● **Problem requirements**:
From the records, pick out every line containing the string "post" and copy each line in full. Case counts.

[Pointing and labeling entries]
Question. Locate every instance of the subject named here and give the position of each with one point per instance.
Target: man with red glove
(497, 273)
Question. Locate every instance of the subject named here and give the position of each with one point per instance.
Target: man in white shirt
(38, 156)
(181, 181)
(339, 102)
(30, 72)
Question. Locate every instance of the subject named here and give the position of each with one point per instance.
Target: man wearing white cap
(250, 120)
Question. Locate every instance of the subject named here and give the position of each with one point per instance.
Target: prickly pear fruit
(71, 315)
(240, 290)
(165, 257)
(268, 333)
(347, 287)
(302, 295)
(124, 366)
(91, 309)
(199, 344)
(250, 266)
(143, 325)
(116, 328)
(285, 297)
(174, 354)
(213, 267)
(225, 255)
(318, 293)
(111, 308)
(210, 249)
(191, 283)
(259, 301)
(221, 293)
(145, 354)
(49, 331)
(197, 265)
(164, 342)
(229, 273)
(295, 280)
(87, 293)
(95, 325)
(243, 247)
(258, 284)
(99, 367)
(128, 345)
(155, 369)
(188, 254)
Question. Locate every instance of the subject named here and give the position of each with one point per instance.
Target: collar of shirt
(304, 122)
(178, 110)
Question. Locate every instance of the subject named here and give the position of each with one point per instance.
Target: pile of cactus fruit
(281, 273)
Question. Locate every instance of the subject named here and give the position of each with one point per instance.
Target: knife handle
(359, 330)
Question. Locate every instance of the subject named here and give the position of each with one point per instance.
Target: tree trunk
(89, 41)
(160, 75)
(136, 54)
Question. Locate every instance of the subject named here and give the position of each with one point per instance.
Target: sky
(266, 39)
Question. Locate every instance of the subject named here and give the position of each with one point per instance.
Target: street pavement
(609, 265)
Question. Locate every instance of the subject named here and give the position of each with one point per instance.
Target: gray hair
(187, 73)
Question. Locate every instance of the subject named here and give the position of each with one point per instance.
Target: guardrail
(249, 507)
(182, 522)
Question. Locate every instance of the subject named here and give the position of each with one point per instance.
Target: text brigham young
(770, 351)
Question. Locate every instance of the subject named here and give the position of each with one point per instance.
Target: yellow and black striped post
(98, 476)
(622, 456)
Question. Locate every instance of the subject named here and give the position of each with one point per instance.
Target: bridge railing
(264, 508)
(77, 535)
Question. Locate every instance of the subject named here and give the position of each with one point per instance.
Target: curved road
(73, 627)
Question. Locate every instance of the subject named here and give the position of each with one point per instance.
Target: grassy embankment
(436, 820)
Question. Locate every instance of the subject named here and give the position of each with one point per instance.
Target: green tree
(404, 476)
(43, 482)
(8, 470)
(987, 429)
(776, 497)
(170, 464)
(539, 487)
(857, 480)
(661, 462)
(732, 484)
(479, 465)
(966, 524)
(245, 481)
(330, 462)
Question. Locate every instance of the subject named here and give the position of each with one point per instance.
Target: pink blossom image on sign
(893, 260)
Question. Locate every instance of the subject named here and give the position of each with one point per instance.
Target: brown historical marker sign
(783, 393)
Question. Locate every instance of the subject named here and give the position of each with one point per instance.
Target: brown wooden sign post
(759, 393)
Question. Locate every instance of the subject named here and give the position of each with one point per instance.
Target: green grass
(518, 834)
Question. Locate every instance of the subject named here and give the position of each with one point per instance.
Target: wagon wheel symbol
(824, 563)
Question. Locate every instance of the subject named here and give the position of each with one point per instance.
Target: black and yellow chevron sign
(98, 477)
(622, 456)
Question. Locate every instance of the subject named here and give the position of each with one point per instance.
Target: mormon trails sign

● **The answer**:
Target: yellow and black striped post
Target: brown wooden sign post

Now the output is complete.